Мы отправляемся на экскурсию по Горчевским местам. Озеро Асцо, густо заросшее по берегам хвойной щетиной, действительно красоты невероятной. На пригорке с видом на озеро, как мы помним из Горчева, очень хорошо присесть с дороги и выпить пива-балтика. В ясную погоду озеро блещет и слепит, в пасмурный же день его воды тяжелеют, темнеют и начинают напоминать балтийские. Можно сказать, это озеро-балтика.

Достопамятный магазин, возле которого разворачивается одна из самых пронзительных и лиричных сцен горчевской прозы.

Приехал на велосипеде в магазин в соседнюю деревню, купил что нужно, сел на лавочку при магазинном крыльце выпить банку пива и неторопливо выкурить сигарету. Тут, значит, подходят к магазину эдакие идиллические: молодая мама с младенцем в коляске, голубенькой с кружавчиками, и, видимо, сестра ее младшая — лет тринадцати, в розовом платьице и белых носочках, мечта покойного гумберта-гумберта. Оставили коляску, зашли в магазин, вышли через пять минут с огромнейшей упаковкой пива-балтика номер девять.

«Ну бля ухрюкаемся седня в пизду», — сказала молодая мамаша густым басом. «Заебись! Заебись!» — защебетала юная лолита.

«Жизнь без Карло»

Катя говорит, что эту набоковскую парочку по-прежнему можно часто встретить у магазина, и все с той же упаковкой пива-балтика номер девять.

Кладбище. Могила. Простое надгробие, низенькая оградка. Капнуть на могилку нам нечем, как-то не догадались взять с собой спиртное. Я закуриваю, делаю несколько затяжек, ломаю сигарету и оставляю под фотографией. Катя благодарит.

Конь Гоша

— Ты помнишь момент, когда впервые взяла в руки книжку Горчева, подумала, что встречаешься с Писателем, открыла — а там вот это вот все?

— Конечно, помню. Это был сборник «Сволочи», я открыла его, прочитала рассказ «Блядь», развеселилась и стала читать его всем своим знакомым.

Список заданий.
a) Перепишите без изменений часть текста об экскурсии по горчевским местам: всё начиная со слов «Приехал на велосипеде в магазин» и вниз до слов «с огромнейшей упаковкой пива-балтика номер девять.».
b) Продолжите текст об экскурсии по горчевским местам, начав сразу после его последнего предложения.

Исходные данные.
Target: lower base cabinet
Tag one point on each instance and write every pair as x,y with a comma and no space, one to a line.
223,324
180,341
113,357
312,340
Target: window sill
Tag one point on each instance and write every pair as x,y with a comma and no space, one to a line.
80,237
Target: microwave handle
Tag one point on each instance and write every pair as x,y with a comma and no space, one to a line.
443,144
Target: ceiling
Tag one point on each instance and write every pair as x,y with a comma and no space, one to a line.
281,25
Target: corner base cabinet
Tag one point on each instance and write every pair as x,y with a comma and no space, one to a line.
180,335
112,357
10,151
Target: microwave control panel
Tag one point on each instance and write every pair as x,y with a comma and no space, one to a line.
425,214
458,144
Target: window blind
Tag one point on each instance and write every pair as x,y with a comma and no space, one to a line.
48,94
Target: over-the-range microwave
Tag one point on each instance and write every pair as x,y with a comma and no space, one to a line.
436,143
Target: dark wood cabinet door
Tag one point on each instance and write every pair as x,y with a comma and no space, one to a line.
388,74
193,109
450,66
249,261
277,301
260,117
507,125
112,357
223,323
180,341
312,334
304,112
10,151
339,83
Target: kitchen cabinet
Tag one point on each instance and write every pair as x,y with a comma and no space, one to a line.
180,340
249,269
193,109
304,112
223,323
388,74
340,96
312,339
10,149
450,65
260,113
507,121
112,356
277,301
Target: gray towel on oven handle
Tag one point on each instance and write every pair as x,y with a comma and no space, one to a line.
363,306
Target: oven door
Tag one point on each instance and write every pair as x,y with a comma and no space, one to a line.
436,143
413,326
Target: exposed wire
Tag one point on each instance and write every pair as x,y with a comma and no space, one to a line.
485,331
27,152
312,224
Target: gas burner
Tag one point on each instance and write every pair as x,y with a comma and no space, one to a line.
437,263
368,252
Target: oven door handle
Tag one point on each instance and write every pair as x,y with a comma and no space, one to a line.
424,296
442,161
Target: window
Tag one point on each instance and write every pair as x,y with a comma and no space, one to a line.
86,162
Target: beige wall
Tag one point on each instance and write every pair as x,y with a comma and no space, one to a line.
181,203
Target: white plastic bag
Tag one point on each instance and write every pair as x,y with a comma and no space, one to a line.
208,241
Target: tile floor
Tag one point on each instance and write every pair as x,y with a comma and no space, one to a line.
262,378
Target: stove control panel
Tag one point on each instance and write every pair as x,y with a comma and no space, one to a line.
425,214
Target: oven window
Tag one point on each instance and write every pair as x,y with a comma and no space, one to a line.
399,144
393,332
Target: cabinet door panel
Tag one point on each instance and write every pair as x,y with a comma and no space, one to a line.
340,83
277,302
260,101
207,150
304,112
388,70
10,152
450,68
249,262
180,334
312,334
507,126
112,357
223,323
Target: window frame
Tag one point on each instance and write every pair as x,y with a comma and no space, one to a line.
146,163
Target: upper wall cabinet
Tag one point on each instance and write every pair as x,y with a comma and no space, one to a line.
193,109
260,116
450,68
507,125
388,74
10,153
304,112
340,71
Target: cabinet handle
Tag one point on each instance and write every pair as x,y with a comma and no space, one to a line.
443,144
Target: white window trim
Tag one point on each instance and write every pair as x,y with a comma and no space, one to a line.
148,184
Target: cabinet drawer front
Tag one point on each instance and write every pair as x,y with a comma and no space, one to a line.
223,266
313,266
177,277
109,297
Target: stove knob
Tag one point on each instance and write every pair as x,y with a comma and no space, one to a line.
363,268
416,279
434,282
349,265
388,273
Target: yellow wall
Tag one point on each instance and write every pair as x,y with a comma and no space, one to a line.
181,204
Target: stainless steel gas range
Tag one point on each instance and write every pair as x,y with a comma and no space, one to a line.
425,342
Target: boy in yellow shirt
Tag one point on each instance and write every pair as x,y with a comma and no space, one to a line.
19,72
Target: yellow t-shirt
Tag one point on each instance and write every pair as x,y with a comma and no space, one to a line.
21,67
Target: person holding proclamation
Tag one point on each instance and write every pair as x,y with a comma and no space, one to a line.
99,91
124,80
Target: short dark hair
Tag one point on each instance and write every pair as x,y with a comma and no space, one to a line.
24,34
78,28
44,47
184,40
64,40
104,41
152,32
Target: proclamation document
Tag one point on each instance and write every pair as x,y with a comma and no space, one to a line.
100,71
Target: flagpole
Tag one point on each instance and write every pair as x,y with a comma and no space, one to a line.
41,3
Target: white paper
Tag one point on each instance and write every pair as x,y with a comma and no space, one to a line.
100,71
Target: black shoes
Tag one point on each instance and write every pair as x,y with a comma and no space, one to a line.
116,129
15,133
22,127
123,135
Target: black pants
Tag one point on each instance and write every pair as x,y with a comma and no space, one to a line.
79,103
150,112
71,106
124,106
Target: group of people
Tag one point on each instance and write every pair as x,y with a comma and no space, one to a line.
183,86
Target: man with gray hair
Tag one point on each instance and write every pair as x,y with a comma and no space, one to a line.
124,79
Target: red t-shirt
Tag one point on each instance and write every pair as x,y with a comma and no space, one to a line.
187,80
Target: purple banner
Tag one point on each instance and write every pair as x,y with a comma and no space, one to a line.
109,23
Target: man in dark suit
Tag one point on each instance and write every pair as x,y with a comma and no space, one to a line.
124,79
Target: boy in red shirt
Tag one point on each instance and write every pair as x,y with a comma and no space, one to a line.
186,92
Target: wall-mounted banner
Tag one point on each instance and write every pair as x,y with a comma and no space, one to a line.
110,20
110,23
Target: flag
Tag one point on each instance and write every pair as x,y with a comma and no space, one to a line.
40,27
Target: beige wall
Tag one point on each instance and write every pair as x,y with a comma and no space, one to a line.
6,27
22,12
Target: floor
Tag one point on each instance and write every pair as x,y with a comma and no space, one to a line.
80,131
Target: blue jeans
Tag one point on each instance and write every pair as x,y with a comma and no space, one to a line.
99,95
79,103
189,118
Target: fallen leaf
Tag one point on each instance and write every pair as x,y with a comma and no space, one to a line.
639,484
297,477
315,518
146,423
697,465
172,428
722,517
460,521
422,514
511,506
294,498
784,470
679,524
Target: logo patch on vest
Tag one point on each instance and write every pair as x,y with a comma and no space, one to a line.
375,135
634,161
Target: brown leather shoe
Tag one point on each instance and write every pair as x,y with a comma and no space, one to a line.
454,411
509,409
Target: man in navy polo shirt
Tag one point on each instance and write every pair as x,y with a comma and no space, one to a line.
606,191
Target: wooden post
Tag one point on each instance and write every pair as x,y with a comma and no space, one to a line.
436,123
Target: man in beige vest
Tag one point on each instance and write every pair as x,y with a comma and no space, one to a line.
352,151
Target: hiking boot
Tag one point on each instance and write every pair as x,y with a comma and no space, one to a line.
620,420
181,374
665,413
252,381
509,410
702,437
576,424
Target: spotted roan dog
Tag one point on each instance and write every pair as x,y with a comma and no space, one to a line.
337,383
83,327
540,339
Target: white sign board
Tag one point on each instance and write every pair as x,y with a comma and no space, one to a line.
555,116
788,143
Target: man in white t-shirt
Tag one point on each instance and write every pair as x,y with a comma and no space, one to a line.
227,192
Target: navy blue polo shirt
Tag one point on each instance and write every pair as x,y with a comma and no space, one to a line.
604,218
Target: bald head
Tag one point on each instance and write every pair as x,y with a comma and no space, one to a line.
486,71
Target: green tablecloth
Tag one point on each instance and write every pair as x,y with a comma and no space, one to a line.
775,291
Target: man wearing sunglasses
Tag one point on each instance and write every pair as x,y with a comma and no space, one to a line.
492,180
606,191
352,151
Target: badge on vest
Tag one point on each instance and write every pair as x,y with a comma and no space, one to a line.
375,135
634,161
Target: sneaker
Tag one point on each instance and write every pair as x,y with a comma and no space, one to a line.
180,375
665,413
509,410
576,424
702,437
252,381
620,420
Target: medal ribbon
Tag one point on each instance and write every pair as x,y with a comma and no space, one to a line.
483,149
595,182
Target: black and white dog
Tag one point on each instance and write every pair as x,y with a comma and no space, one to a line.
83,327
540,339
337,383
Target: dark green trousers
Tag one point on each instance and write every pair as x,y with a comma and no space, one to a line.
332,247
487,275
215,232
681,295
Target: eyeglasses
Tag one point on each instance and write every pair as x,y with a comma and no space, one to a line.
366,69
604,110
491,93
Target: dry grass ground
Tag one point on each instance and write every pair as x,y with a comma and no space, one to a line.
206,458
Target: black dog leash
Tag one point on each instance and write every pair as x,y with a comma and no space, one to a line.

Ответы к заданиям.
a)
Приехал на велосипеде в магазин в соседнюю деревню, купил что нужно, сел на лавочку при магазинном крыльце выпить банку пива и неторопливо выкурить сигарету. Тут, значит, подходят к магазину эдакие идиллические: молодая мама с младенцем в коляске, голубенькой с кружавчиками, и, видимо, сестра ее младшая — лет тринадцати, в розовом платьице и белых носочках, мечта покойного гумберта-гумберта. Оставили коляску, зашли в магазин, вышли через пять минут с огромнейшей упаковкой пива-балтика номер девять.

b)
Клавдия Ивановна была страшная блядь.

Бывало, бухгалтер Василий Андреевич подойдет к ней после работы, ущипнет: «А не предаться ли нам, любезнейшая Клавдия Ивановна, плотской любви?» Клавдия Ивановна от такой радости тут же на стол валится и вся пылает. А Василий Андреевич в штанах пороется, вздохнет, очечки поправит: «Пошутил я, Клавдия Ивановна, вы уж не обессудьте. У меня же семья, дети, участок. Приходите лучше в гости, я вас икрой баклажановой угощу, сам закатывал». «Дурак вы, Василий Андреевич, — отвечает Клавдия Ивановна, вся красная, неудобно ей. — И шутки у вас глупые. У меня у самой этой икры сорок две банки. Подумаешь, удивили».

«Блядь»

— Как в Горчеве сочетались автор и герой-рассказчик? Его знаменитая интонация, вот эта смесь тоски и благодарности — в нем самом это было?

— Безусловно.

Дима вообще был именно таким, каким получался в собственных текстах. Есть только одно существенное расхождение. Те, кто Горчева читал, и не понравилось, говорят, что, судя по рассказам, автор постоянно пил. Но это было не так.

Очень закрытый в жизни, он раскрывался в письме, настолько, что после смерти Димы я несколько лет не могла его перечитывать, особенно то, что от первого лица — в книгах он был словно живой, стоял где-то рядом.

Дмитрий Горчев умер в деревне Гостилово от внутреннего кровоизлияния 25 марта 2010 года. Нашел его во дворе на снегу сосед Серега, один из самых обаятельных героев его последней книги.

Сосед приходил занять пятьдесят рублей. Я не первый уже год живу в этих краях и очень хорошо знаю, какой тут предмет стоит пятьдесят рублей. «Слушай, — сказал я ему, — вот дам я тебе пятьдесят рублей. Ты поедешь в Отрадное, нажресся там самогону да и замерзнешь по дороге домой. А мне потом тебе яму копать, да?»

Сосед задумался: «А ведь и правда: кроме тебя, копать некому».

«Жизнь без Карло»

— Он уедет, я собаку кормлю его. Он ко мне в баню приходил попариться. Ходили друг к другу в гости, помогали по-соседски, — вспоминает тетя Рая, тоже ставшая героиней горчевской прозы. — Очень хороший мужик был. Все жалеют его, а что делать. Такая судьба.

Баба Рая

Однажды ввечеру я вяло палил на заднем дворе бесконечный хлам из разваленного сарая. Шел мелкий дождь, хлам был весь мокрый и гореть решительно отказывался даже вместе с бензином. На зловонный дым пришла соседка.

«Палиш?» — спросила тетя Рая с сочувствием. «Палю, — признался я. — Не горит». «Ташши бумажину». «Да вот же, — говорю, — бензин». «Да ябать твой бянзин, бумажину ташши!»

Притащил бумажину. Спички в руках соседки загорались сами и не гасли на ветру. Дым повалил значительно гуще. Начал разгораться еле живой огонь. Соседка тут же завалила его какими-то гнилыми тулупами. В глазах ее сверкнуло что-то нездешнее. «Згарыть! — сказала она убежденно. — Усе згарыть!»

Полил совсем уже нестерпимый дождь, стало темно, соседка ушла домой, и я тоже ушел в избу.

Проснулся утром: все тот же дождь. Выглянул в огород — горит.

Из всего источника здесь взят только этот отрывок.